Work instructions
**1.** List every age range given in the passage on the Haiti nutrition trial.
**2.** Continue the passage on the Haiti nutrition trial, starting after its last sentence.

Dr. Marie Ruel, of the Food Consumption and Nutrition Division, part of the International Food Policy Research Institute in Washington, DC, USA, worked with colleagues to perform a cluster randomized trial of both of these methods of intervention in Haiti. In the preventive model, all children from 6-23 months old were addressed, while the recuperative model targeted only underweight children aged 6-60 months. The models also addressed pregnant and lactating women.
Communities were paired together based on the accessibility to various services and several other factors. Then, models were randomly assigned to each cluster. Through two cross-sectional surveys, taken at a baseline and then after three years, differences in undernutrition were measured in children aged 12-41 months. At these points, several indications of undernutrition were observed.

Recorded information
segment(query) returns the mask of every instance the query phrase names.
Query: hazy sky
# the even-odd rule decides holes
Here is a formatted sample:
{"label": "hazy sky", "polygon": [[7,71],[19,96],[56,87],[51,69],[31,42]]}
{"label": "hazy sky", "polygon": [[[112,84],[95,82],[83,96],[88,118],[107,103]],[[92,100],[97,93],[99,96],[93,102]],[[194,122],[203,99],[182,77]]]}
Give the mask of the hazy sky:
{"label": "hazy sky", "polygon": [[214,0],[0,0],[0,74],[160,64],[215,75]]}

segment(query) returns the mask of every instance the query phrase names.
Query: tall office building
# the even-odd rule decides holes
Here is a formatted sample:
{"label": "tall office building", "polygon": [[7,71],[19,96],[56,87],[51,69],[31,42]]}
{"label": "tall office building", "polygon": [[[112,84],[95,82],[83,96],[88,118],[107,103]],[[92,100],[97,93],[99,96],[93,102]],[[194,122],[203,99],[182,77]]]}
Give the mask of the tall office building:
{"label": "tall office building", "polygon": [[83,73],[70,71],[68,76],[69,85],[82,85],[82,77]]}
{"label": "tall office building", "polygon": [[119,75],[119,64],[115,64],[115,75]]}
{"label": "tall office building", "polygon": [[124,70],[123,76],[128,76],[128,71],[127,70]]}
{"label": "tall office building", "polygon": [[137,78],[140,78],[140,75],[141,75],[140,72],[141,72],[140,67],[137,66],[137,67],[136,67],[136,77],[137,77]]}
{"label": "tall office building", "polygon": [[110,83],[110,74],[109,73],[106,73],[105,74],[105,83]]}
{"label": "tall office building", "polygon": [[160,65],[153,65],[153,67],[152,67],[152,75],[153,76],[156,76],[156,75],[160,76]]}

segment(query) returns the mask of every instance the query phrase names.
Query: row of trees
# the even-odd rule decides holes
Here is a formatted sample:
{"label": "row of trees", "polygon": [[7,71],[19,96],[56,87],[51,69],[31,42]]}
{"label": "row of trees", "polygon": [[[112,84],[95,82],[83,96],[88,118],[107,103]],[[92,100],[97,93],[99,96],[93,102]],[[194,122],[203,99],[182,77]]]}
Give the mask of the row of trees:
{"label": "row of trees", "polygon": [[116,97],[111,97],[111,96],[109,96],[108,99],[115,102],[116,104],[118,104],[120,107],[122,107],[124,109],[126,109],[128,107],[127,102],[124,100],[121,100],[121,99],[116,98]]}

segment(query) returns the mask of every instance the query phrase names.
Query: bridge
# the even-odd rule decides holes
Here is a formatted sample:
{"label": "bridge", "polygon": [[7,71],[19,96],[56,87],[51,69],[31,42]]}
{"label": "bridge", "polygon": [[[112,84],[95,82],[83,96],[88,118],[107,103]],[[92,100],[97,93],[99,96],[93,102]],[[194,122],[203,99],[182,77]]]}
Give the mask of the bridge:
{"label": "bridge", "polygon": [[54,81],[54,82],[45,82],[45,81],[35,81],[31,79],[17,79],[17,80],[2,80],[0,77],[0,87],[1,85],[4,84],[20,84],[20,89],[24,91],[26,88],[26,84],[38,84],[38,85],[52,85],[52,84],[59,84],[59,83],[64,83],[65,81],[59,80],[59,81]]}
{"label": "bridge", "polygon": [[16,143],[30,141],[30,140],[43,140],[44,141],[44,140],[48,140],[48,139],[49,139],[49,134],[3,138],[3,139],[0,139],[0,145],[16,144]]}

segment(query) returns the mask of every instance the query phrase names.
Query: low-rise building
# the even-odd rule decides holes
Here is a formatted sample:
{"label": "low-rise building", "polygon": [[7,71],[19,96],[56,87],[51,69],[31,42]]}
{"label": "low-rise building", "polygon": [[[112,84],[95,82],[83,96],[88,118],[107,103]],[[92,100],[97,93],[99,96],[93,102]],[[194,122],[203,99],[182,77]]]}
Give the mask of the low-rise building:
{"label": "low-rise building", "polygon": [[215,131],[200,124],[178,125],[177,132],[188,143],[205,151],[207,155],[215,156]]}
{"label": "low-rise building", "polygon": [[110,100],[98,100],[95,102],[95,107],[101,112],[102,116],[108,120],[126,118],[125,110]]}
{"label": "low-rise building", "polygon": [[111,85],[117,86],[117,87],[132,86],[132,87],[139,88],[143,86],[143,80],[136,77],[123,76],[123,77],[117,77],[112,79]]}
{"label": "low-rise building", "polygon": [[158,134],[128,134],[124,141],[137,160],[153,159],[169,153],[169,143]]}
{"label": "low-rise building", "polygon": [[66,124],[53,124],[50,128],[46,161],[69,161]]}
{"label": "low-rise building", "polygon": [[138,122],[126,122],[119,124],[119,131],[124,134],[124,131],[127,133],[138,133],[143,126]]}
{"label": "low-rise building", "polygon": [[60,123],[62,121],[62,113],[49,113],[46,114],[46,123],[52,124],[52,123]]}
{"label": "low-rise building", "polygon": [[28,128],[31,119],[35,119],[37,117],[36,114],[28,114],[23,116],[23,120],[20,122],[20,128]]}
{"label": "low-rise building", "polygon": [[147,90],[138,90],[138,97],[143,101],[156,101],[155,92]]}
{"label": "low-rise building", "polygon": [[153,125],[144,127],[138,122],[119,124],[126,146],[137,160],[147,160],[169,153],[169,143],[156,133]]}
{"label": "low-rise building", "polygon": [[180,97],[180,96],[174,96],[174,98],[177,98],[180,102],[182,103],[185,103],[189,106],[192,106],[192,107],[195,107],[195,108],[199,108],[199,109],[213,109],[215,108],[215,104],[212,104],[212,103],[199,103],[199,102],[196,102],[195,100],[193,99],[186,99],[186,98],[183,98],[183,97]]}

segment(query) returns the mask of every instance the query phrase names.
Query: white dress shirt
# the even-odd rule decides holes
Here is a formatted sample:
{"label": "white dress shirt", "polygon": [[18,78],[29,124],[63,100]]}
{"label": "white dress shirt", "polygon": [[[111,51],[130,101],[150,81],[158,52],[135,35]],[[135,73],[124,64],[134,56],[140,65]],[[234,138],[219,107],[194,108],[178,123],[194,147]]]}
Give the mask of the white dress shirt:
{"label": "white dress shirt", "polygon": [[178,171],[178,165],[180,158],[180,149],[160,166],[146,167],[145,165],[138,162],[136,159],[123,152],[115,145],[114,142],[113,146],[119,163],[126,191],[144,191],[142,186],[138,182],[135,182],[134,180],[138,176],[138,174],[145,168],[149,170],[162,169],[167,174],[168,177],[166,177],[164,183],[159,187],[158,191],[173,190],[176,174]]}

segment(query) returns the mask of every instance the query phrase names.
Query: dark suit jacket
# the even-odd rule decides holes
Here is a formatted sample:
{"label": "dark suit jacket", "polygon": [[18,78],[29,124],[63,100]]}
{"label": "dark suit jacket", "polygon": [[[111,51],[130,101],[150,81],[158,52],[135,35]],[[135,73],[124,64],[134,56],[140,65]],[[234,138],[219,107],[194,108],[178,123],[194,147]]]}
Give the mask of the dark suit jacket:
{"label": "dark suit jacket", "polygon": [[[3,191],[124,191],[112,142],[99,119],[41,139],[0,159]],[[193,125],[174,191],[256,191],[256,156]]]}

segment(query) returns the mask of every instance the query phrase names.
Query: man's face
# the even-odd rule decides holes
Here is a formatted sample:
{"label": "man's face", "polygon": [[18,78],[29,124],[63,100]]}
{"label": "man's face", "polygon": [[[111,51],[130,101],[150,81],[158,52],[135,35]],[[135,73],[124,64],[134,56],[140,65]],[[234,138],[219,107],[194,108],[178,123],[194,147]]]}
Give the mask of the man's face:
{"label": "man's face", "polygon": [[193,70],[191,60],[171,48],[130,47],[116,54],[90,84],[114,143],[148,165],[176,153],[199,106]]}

Answers to the tasks
**1.**
6-23 months
6-60 months
12-41 months

**2.**
No differences were found between the program groups at the baseline. After follow up, stunting, being underweight, and wasting were approximately 5 percentage points lower in the preventative rather than recuperative communities. Mean anthropometric indicators were higher in the preventive group as well: weight for age and weight for height by 0.24 Z scores. Height for age was higher by 0.14 Z scores in the preventive group, but this is not statistically significant. The preventive program showed greater effects for children given the full span of 6-23 months than children who were delivered therapy for a shorter period of time. The quality of each of the programs was not different, and the use of services for maternal and child health and nutrition were comparable.
In conclusion, the authors believe that the preventive program can yield more effective results: "This study shows, using a cluster-randomized trial, that an age-based preventive model for delivering a package of food assistance and maternal and child health and nutrition interventions was more effective at reducing childhood undernutrition than the traditional, recuperative model based on targeting underweight children."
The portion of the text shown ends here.